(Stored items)
....

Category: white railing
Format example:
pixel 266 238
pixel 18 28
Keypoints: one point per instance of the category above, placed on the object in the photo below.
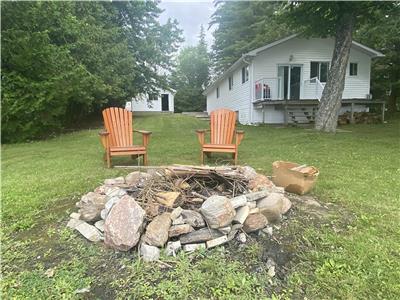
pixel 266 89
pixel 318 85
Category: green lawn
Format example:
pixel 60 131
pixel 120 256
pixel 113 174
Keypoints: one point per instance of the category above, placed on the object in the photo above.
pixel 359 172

....

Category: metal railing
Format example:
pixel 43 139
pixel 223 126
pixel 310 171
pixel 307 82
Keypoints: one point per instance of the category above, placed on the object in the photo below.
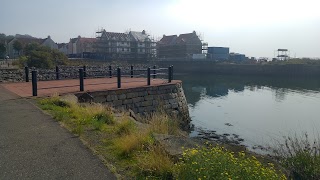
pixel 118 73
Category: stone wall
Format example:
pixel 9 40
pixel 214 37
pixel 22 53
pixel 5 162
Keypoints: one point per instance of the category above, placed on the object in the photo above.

....

Swap "Format example" for "Sample format" in the lines that open with the one containing "Category: white railing" and close with the one containing "pixel 359 172". Give only those lines again, with everything else unchanged and the pictures left out.

Category: white railing
Sample format:
pixel 266 238
pixel 18 28
Keypoints: one point per instance of the category above, placed on the object in the photo below.
pixel 266 89
pixel 318 85
Category: green lawn
Sample format:
pixel 60 131
pixel 120 256
pixel 113 174
Keypoints: one point per instance of the category above, placed on the object in the photo above.
pixel 359 172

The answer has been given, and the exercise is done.